The Taipei District Court yesterday found former Democratic Progressive Party chairman Shih Ming-teh (施明德) and 15 others not guilty of violating the Assembly and Parade Act (集會遊行法) for unregistered protests during the 2006 Double Ten National Day.
Shih launched a protest movement in August 2006 aimed at forcing then-president Chen Shui-bian (陳水扁) to resign.
On Double Ten National Day, Oct. 10, Shih led thousands of red-clad protesters at a rally outside Taipei Railway Station in an attempt to “besiege” the Presidential Office.
PHOTO: LU CHUN-WEI, TAIPEI TIMES
Prosecutors said that the anti-Chen campaign organizers had not applied for a permit from the Taipei City Police Department to hold a parade or rally, as required by the Assembly and Parade Act.
The Taipei District Court yesterday said in a ruling that although the police had put up warning signs and broadcast requests to the organizers for the crowd to disperse, it was unlikely that so many thousands of protesters could respond to the requests, and therefore under the “principle of proportionality” it could not prove that the organizers violated the Assembly and Parade Act.
The ruling also said that evidence failed to prove that the 16 defendants were in charge of the massive protest.
It said that because the government and the legislature had proposed amendments to the Assembly and Parade Act that would abolish the requirement that protest organizers apply for permits from the police, the act remained in question.

- - - - -

# Stated exercise:
Reproduce verbatim the portion of the news report on the Shih Ming-teh verdict that lies between "The Taipei District Court yesterday found" and "the Presidential Office.", inclusive.

- - - - -

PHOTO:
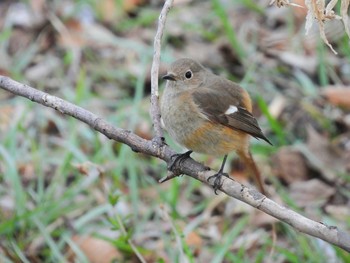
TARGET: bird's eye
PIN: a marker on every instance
(188, 74)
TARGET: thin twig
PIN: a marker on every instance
(330, 234)
(155, 111)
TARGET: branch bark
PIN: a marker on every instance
(189, 167)
(155, 111)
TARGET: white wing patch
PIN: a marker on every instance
(232, 109)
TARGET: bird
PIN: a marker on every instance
(209, 114)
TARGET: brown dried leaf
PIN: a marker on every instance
(96, 250)
(311, 193)
(290, 165)
(322, 156)
(340, 212)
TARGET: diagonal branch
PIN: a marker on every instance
(189, 167)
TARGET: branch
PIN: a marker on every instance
(155, 111)
(190, 167)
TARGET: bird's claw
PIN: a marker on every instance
(217, 181)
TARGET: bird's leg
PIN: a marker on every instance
(248, 160)
(177, 159)
(217, 182)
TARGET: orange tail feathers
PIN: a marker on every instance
(248, 160)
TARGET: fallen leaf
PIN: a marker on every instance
(311, 193)
(290, 165)
(340, 212)
(96, 250)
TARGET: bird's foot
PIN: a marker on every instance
(177, 159)
(217, 181)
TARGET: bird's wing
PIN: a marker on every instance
(225, 105)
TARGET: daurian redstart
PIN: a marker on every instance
(209, 114)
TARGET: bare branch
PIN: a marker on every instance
(155, 111)
(190, 167)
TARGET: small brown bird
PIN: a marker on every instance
(209, 114)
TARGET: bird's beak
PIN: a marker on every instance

- - - - -

# Solution to this problem:
The Taipei District Court yesterday found former Democratic Progressive Party chairman Shih Ming-teh (施明德) and 15 others not guilty of violating the Assembly and Parade Act (集會遊行法) for unregistered protests during the 2006 Double Ten National Day.
Shih launched a protest movement in August 2006 aimed at forcing then-president Chen Shui-bian (陳水扁) to resign.
On Double Ten National Day, Oct. 10, Shih led thousands of red-clad protesters at a rally outside Taipei Railway Station in an attempt to “besiege” the Presidential Office.